Text block:
Looking at how the relationship with the patient and how that effects adherence is needed, but it is obviously a more difficult study to capture in a retrospective database.              

George Dawson, MD, DFAPA


1:  Keyloun KR, Hansen RN, Hepp Z, Gillard P, Thase ME, Devine EB. Adherence and Persistence Across Antidepressant Therapeutic Classes: A Retrospective Claims Analysis Among Insured US Patients with Major Depressive Disorder (MDD). CNS Drugs. 2017 May;31(5):421-432. doi: 10.1007/s40263-017-0417-0. PubMed PMID: 28378157.

2: Keyloun KR, Hansen RN, Hepp Z, Gillard P, Thase ME, Devine EB. Erratum to:Adherence and Persistence Across Antidepressant Therapeutic Classes: A Retrospective Claims Analysis Among Insured US Patients with Major Depressive Disorder (MDD). CNS Drugs. 2017 Apr 27. doi: 10.1007/s40263-017-0435-y. [Epub ahead of print] PubMed PMID: 28451963.

Attribution 1:

The above graphic is directly from reference 1 reposted per terms of the Attribution-NonCommercial 4.0 International (CC BY-NC 4.0) license.  No changes were made to the graphic.  Click on the graphic to enlarge.


To Barney Carroll for putting this reference on his Twitter feed.


  1. George what do you find are some of the less common adverse effects with SNRIs vs SSRIs?

Extracted data:
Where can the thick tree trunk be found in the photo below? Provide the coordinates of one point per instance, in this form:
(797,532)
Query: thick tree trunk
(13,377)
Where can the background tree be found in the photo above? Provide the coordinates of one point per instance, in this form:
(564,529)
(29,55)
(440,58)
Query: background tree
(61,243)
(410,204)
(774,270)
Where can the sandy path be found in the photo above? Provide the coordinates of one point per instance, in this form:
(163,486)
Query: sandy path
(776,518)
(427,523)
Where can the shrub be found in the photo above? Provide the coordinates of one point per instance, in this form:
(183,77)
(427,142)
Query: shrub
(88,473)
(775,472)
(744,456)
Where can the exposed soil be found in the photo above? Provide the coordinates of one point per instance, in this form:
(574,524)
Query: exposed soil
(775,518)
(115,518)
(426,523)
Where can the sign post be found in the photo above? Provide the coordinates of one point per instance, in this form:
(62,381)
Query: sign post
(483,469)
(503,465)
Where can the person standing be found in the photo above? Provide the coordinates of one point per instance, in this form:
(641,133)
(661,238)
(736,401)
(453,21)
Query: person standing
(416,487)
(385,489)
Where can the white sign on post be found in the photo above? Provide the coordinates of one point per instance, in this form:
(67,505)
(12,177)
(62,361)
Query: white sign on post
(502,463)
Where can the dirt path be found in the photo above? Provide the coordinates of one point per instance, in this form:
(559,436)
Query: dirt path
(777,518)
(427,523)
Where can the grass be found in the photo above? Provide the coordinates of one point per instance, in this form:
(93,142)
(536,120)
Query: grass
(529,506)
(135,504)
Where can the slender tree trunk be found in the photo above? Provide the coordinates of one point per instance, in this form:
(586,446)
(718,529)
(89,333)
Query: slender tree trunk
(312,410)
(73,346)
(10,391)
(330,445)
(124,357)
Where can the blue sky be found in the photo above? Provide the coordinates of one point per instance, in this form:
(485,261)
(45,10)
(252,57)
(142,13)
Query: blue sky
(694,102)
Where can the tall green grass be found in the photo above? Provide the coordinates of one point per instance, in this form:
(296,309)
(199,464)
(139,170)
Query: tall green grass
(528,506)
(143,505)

Activity 1:
Reproduce everything in the antidepressant adherence text from "1:  Keyloun KR, Hansen" down to "PubMed PMID: 28378157.".
Activity 2:
According to the antidepressant adherence text, under what license was the graphic from reference 1 reposted?

Exercise result 1:
1:  Keyloun KR, Hansen RN, Hepp Z, Gillard P, Thase ME, Devine EB. Adherence and Persistence Across Antidepressant Therapeutic Classes: A Retrospective Claims Analysis Among Insured US Patients with Major Depressive Disorder (MDD). CNS Drugs. 2017 May;31(5):421-432. doi: 10.1007/s40263-017-0417-0. PubMed PMID: 28378157.

Exercise result 2:
The Attribution-NonCommercial 4.0 International (CC BY-NC 4.0) license.